GIVEN REQUEST:
Output the entries verbatim, including every line.

Records from a point labeling set
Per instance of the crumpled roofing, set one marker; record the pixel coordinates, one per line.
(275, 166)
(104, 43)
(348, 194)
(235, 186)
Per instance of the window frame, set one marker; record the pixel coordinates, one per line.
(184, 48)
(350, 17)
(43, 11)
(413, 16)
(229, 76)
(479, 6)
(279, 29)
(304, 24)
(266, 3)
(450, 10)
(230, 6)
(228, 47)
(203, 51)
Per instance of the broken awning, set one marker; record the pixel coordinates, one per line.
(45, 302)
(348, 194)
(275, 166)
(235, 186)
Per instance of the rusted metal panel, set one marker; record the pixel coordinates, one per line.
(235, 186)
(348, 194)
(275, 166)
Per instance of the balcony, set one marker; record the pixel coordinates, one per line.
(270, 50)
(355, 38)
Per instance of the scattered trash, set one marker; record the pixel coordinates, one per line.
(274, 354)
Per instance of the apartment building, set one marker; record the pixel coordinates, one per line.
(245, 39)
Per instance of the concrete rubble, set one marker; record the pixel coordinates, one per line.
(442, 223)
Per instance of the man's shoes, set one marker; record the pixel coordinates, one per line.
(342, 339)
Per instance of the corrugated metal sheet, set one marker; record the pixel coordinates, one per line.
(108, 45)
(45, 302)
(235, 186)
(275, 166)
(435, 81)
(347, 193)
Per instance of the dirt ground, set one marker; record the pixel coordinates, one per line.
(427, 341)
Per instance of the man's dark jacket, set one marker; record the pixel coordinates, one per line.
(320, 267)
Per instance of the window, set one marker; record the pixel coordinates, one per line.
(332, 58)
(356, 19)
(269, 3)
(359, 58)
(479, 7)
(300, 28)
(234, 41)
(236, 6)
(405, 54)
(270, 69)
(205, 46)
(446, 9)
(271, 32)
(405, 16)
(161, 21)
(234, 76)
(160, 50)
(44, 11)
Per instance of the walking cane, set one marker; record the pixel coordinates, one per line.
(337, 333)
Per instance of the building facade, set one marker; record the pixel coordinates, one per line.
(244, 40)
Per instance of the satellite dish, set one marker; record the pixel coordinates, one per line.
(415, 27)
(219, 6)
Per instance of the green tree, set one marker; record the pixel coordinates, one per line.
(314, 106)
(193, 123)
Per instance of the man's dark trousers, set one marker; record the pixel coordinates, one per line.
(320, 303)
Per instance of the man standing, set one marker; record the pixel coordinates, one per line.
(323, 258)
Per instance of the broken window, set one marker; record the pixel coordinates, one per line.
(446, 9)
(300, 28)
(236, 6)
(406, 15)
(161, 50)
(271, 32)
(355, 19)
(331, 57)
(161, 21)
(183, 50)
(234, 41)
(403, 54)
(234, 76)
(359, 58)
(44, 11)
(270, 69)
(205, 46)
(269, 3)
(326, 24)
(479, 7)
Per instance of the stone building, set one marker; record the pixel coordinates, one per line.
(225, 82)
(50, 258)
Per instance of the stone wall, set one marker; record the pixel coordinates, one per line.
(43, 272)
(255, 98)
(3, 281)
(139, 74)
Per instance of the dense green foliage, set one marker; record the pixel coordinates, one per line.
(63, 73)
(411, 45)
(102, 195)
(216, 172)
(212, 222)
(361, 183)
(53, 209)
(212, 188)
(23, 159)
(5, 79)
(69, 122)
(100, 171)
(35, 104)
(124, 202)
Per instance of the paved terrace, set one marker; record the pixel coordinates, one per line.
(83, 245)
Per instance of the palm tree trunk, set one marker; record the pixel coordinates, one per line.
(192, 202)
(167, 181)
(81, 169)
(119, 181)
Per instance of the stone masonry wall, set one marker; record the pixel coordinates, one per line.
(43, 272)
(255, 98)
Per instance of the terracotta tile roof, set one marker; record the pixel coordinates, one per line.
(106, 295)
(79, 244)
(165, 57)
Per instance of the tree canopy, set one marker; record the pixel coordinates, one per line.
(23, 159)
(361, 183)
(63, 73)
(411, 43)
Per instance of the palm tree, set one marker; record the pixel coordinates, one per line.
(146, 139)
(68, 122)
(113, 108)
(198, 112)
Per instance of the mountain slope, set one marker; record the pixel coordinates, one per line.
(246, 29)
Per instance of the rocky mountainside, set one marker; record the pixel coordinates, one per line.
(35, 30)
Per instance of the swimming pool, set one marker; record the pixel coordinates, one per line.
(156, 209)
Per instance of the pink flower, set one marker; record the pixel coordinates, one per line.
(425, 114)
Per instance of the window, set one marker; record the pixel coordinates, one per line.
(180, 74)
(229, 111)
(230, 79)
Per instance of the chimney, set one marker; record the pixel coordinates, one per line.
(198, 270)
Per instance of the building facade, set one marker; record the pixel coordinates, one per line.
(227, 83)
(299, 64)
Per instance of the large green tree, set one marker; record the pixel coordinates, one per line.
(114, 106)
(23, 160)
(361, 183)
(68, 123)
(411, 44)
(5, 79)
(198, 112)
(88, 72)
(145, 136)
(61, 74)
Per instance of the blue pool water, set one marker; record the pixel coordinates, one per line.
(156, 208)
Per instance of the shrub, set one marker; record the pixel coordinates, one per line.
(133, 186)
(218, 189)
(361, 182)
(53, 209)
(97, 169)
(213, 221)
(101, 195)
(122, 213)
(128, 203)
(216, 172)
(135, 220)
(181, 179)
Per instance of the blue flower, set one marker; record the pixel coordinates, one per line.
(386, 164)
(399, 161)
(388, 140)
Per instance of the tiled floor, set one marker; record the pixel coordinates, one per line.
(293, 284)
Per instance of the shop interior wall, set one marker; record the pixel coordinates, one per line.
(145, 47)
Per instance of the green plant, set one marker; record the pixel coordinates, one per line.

OUTPUT OF THE EXERCISE:
Per instance of the crumpled roofing, set one marker; record the pixel coordinates, one per line.
(275, 166)
(104, 43)
(348, 194)
(235, 186)
Per instance of the window frame, set one marker; record the pixel coordinates, one per line.
(184, 48)
(350, 17)
(43, 11)
(413, 16)
(229, 76)
(479, 6)
(279, 29)
(304, 24)
(266, 3)
(450, 10)
(230, 6)
(228, 47)
(203, 51)
Per instance of the broken awning, set one marker; record the pixel coordinates, one per line.
(45, 302)
(348, 194)
(275, 166)
(235, 186)
Per instance of the rusted metal panel, set one marker; record the pixel coordinates, one per line.
(235, 186)
(348, 194)
(275, 166)
Per instance of the balcony, set one marker; record the pixel coordinates, one per line.
(270, 50)
(355, 38)
Per instance of the scattered trash, set one marker; record the pixel coordinates, one per line.
(274, 354)
Per instance of the apartment building, set one marker; record the pixel coordinates, one per line.
(245, 39)
Per instance of the concrete rubble, set one marker; record the pixel coordinates, one per line.
(442, 223)
Per instance of the man's shoes, set one marker; record the pixel coordinates, one per line.
(342, 339)
Per instance of the corrugated metal sheet, set one marker; record the pixel coordinates, one per line.
(108, 45)
(45, 302)
(235, 186)
(275, 166)
(435, 81)
(347, 193)
Per instance of the dirt ground, set one marker; record the pixel coordinates, one per line.
(427, 341)
Per instance of the man's dark jacket, set one marker; record the pixel coordinates, one per line.
(320, 267)
Per instance of the window, set one marker; record the pixel coordinates, one per line.
(332, 58)
(356, 19)
(269, 3)
(359, 58)
(479, 7)
(300, 28)
(234, 41)
(236, 6)
(405, 54)
(270, 69)
(205, 46)
(446, 9)
(271, 32)
(405, 16)
(161, 21)
(234, 76)
(160, 50)
(44, 11)
Per instance of the walking cane, set one marker; record the pixel coordinates, one per line.
(337, 333)
Per instance of the building facade, set one marker; record the pixel coordinates, one per line.
(244, 40)
Per instance of the satellite dish, set one marker; record the pixel coordinates, one per line.
(415, 27)
(219, 6)
Per instance of the green tree, set one marker; record the pixel coordinates, one per line.
(314, 106)
(193, 123)
Per instance of the man's dark trousers, set one marker; record the pixel coordinates, one per line.
(320, 303)
Per instance of the man standing, set one marker; record the pixel coordinates, one per line.
(323, 258)
Per instance of the broken window, set one marker; record the pixel coordinates, one per line.
(446, 9)
(300, 28)
(236, 6)
(406, 15)
(161, 50)
(271, 32)
(355, 19)
(331, 57)
(161, 21)
(183, 50)
(234, 41)
(403, 54)
(234, 76)
(359, 58)
(44, 11)
(270, 69)
(205, 46)
(269, 3)
(326, 24)
(479, 7)
Per instance of the stone building, set one marker; record the pixel coordinates, one per line.
(225, 82)
(50, 258)
Per instance of the stone wall, set one marker; record the pixel coordinates, one per line.
(43, 272)
(255, 98)
(3, 281)
(139, 74)
Per instance of the dense green foliage, set one marker; record the pixel coordinates, one per line.
(63, 73)
(411, 45)
(102, 195)
(216, 172)
(212, 222)
(361, 183)
(53, 209)
(212, 188)
(23, 159)
(5, 79)
(69, 122)
(100, 171)
(35, 104)
(124, 202)
Per instance of the paved terrace, set one marker; record the pixel coordinates, one per line.
(83, 245)
Per instance of the palm tree trunk, set one marker; record the pixel coordinates, one per line.
(192, 202)
(167, 181)
(81, 169)
(119, 181)
Per instance of the stone masonry wall, set one marker; record the pixel coordinates, one per line.
(43, 272)
(255, 98)
Per instance of the terracotta tile roof, set one marker; record the pixel coordinates, one per line.
(106, 295)
(79, 244)
(165, 57)
Per instance of the tree canopy, set one marker; record the pixel coordinates, one per line.
(23, 159)
(361, 183)
(63, 73)
(411, 43)
Per instance of the palm tree, set one marker; record the pixel coordinates, one per line.
(146, 139)
(68, 122)
(113, 108)
(198, 112)
Per instance of the mountain slope, set one marker; record the pixel coordinates, one per line.
(246, 29)
Per instance of the rocky mountainside, set one marker; record the pixel coordinates, one per line.
(35, 30)
Per instance of the swimming pool, set one marker; record the pixel coordinates, one per line.
(156, 209)
Per instance of the pink flower, set one marker; record the pixel coordinates, one per line.
(425, 114)
Per instance of the window, set one marker; record the pixel coordinates, one per line.
(180, 74)
(229, 111)
(230, 79)
Per instance of the chimney, set one marker; record the pixel coordinates, one per line.
(198, 270)
Per instance of the building facade, set one marker; record the pixel coordinates, one per line.
(227, 83)
(299, 64)
Per instance of the large green tree, set one marker; record the pixel coordinates, one per line.
(114, 106)
(23, 160)
(361, 183)
(68, 123)
(411, 44)
(5, 79)
(198, 112)
(88, 72)
(145, 136)
(61, 74)
Per instance of the blue pool water, set one marker; record the pixel coordinates, one per line.
(156, 208)
Per instance of the shrub, set one marker; record the pixel coordinates, one per line.
(133, 186)
(218, 189)
(361, 182)
(53, 209)
(97, 169)
(213, 221)
(101, 195)
(122, 213)
(128, 203)
(216, 172)
(135, 220)
(181, 179)
Per instance of the blue flower, set one marker; record the pixel coordinates, one per line.
(386, 164)
(399, 161)
(388, 140)
Per instance of the tiled floor, set one marker; record the pixel coordinates, one per line.
(293, 284)
Per instance of the shop interior wall, set one marker; record the pixel coordinates, one per line.
(145, 47)
Per instance of the green plant, set one marker; record the pixel coordinates, one per line.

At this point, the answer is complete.